■ STATED GOAL 1
Copy out these lines of the listing word for word, starting at the line that contains "Task: Find the dark" and ending at the last line of the listing.

####################

25. Rooty Toot Toot (John Hubley, 1951)

Phil Moore

Made a year after Kurosawa’s Rashomon was released, “Rooty Toot Toot” with its retelling-of-a-murder-through-several-perspectives narrative, must be one of the first creative works to jack the most jacked film of them all and is widely considered one of the most beautiful short animations ever made. Not that Columbia could see the value in any of this, going public in their condemnation of "RTT" as highfallutin (loosely interpreted as 'pretentious wank')

When John Hubley gets name checked as an influence on Hanna-Barbera’s (and eventually Walt Disney with “Sleeping Beauty”) modernist/expressionist style, it’s this one they’re talking about. United Productions of America and Hubley laid out the template for “beat” animation, giving birth to the seemingly incompatible palette of simple, angular drawings and languid, almost feline motion.

####################

■ STATED GOAL 2
Answer these questions about the piece on "Rooty Toot Toot":
(a) Which studio publicly condemned the film as highfallutin?
(b) Which Walt Disney film is named as showing the modernist/expressionist style?
(c) Which company, along with Hubley, laid out the template for "beat" animation?

####################

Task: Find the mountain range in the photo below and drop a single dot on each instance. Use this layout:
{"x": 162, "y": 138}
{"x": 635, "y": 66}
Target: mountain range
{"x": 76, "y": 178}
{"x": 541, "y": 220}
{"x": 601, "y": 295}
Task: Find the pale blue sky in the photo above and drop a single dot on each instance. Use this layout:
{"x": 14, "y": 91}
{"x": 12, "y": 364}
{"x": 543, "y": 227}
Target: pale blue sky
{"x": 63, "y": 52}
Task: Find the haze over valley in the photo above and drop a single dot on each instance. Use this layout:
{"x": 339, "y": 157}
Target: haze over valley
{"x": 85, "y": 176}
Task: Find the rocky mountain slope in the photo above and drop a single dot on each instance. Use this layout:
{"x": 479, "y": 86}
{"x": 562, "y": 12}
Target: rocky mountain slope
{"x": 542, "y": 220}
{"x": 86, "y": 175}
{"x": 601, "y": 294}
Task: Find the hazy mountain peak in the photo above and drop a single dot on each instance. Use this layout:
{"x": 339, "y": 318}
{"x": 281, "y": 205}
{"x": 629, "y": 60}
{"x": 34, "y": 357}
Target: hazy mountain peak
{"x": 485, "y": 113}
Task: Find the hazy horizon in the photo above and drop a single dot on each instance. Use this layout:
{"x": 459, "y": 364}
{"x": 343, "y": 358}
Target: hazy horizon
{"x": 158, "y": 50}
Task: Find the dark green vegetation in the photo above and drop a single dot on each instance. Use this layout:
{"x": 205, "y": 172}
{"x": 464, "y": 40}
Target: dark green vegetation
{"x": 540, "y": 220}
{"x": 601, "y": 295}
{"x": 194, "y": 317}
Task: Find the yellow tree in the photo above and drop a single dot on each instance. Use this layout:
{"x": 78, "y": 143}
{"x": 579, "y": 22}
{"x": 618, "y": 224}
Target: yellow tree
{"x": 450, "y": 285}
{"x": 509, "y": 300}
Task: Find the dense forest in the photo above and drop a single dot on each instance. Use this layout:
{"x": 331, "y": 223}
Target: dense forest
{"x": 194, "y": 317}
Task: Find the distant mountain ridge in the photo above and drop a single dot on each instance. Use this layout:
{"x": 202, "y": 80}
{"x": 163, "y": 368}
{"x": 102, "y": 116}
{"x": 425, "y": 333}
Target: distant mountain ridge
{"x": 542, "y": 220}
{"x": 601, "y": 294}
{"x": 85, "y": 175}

####################

■ REPLY 1
Task: Find the dark green vegetation in the photo above and drop a single dot on each instance. Use this layout:
{"x": 205, "y": 172}
{"x": 464, "y": 40}
Target: dark green vegetation
{"x": 540, "y": 220}
{"x": 601, "y": 295}
{"x": 194, "y": 317}
Task: Find the yellow tree in the photo above and drop a single dot on each instance. Use this layout:
{"x": 78, "y": 143}
{"x": 579, "y": 22}
{"x": 618, "y": 224}
Target: yellow tree
{"x": 450, "y": 285}
{"x": 509, "y": 300}
Task: Find the dense forest in the photo above and drop a single dot on each instance. Use this layout:
{"x": 331, "y": 223}
Target: dense forest
{"x": 194, "y": 317}
Task: Find the distant mountain ridge in the photo above and drop a single dot on each instance. Use this layout:
{"x": 202, "y": 80}
{"x": 163, "y": 368}
{"x": 102, "y": 116}
{"x": 425, "y": 333}
Target: distant mountain ridge
{"x": 542, "y": 220}
{"x": 601, "y": 294}
{"x": 85, "y": 175}

■ REPLY 2
(a) Columbia
(b) "Sleeping Beauty"
(c) United Productions of America